• [Exercises to complete]:
a) According to the article about the JFK assassination files, in what year did George H.W. Bush sign the John F. Kennedy Assassination Records Collection Act?
b) Copy the records word for word from their first line through the line holding "[348,408,361,434]", including both ends, and leave the pictures out.

• [Supplied text]:
______________________________
National Archives Set to Release More Files on JFK Assassination

​The National Archives and Records Administration is expected to drop a trove of previously classified documents related to the assassination of President John F. Kennedy later Thursday — including sensitive records pertaining to assassin Lee Harvey Oswald. ​

The document dump is expected to be the most significant since former President Donald Trump ordered thousands of documents to be released in 2017, the CIA and National Archives told Politico.

But the Trump administration held back some of the documents because of national security concerns.

In October 2021, President Biden directed all federal agencies, including the Archives, to release all government records to the public “except when the strongest possible reasons counsel otherwise” by Dec. 15, 2022.

The John F. Kennedy Assassination Records Collection Act, signed by former President George H.W. Bush in 1992, required that records relating to the Nov. 22, 1963, assassination in Dallas be made available in 25 years.
______________________________
• [Material shown]:
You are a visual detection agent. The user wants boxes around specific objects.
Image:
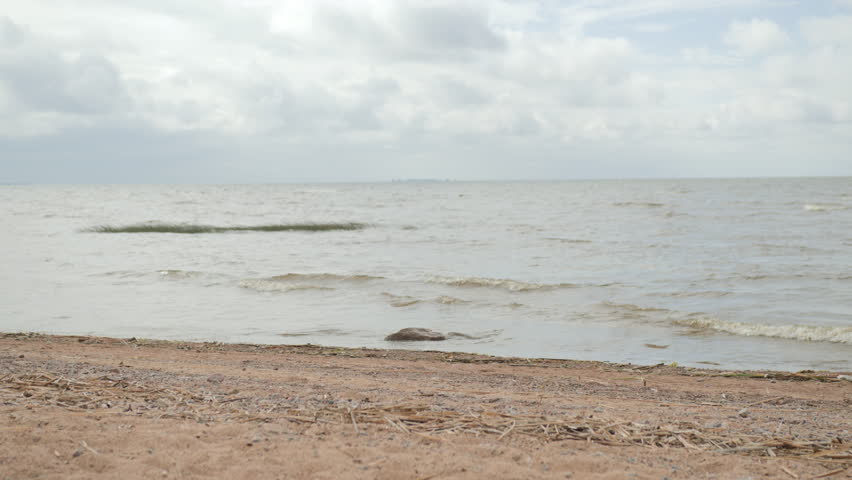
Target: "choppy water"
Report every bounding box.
[0,178,852,370]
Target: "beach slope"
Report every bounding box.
[0,334,852,480]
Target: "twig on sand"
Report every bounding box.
[779,465,799,480]
[497,420,516,440]
[813,467,849,478]
[348,408,361,434]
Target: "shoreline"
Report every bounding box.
[0,333,852,479]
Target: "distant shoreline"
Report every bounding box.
[0,333,852,480]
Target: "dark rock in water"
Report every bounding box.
[385,328,447,342]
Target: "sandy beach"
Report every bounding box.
[0,334,852,480]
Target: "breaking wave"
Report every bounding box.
[545,237,592,243]
[382,292,470,308]
[267,273,384,282]
[673,317,852,345]
[613,202,665,208]
[239,273,383,292]
[239,278,334,292]
[803,203,849,212]
[426,277,582,292]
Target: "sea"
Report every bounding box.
[0,177,852,371]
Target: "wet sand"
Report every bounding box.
[0,334,852,480]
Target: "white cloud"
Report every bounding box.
[0,0,852,181]
[722,19,789,55]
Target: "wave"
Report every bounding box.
[600,302,671,313]
[157,269,202,278]
[613,202,665,208]
[238,278,334,292]
[673,318,852,345]
[382,292,470,308]
[803,203,849,212]
[239,273,383,292]
[267,273,385,282]
[83,222,366,234]
[426,276,582,292]
[658,290,733,298]
[545,237,592,243]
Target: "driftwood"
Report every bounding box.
[0,373,852,471]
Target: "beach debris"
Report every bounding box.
[385,328,447,342]
[0,372,852,464]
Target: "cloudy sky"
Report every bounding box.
[0,0,852,183]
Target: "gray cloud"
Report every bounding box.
[0,19,127,115]
[0,0,852,182]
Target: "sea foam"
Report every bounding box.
[673,317,852,345]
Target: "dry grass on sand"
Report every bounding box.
[0,334,852,479]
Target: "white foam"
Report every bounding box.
[674,317,852,345]
[239,279,334,292]
[804,203,849,212]
[426,277,578,292]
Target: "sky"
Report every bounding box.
[0,0,852,183]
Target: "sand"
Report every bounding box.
[0,334,852,480]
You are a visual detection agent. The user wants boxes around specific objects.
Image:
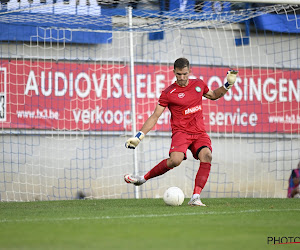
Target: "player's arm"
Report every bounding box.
[125,104,166,149]
[204,70,238,100]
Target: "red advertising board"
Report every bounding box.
[0,60,300,133]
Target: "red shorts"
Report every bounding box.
[169,132,212,160]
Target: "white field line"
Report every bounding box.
[0,208,300,223]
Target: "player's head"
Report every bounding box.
[174,57,190,70]
[173,57,191,87]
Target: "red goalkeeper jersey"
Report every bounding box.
[158,79,209,134]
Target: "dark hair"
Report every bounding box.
[174,57,190,69]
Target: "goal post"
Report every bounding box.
[0,0,300,201]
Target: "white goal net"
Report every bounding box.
[0,0,300,201]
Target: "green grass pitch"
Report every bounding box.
[0,198,300,250]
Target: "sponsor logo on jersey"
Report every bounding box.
[195,86,201,92]
[183,105,202,115]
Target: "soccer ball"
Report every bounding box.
[164,187,184,206]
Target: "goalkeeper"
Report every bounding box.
[124,58,238,206]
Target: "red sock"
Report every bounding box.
[144,159,172,180]
[193,162,211,194]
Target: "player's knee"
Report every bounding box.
[168,157,183,168]
[199,150,212,162]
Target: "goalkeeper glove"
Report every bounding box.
[224,69,238,90]
[125,131,145,149]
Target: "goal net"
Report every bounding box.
[0,0,300,201]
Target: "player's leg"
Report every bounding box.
[124,152,185,186]
[124,133,189,186]
[189,134,212,206]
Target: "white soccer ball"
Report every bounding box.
[164,187,184,206]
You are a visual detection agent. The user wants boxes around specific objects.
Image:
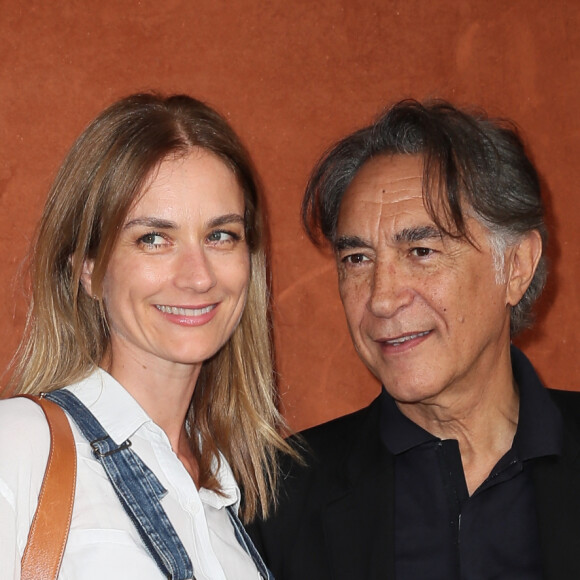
______________________________
• [Complete answers]:
a) 1992

b)
You are a visual detection agent. The user wants boxes around specific objects.
Image:
Target: "choppy water"
Report every bounding box.
[0,178,852,370]
Target: "beach slope"
Report every bounding box.
[0,334,852,480]
Target: "twig on sand"
Report every bounding box.
[779,465,799,480]
[497,420,516,440]
[813,467,849,478]
[348,408,361,434]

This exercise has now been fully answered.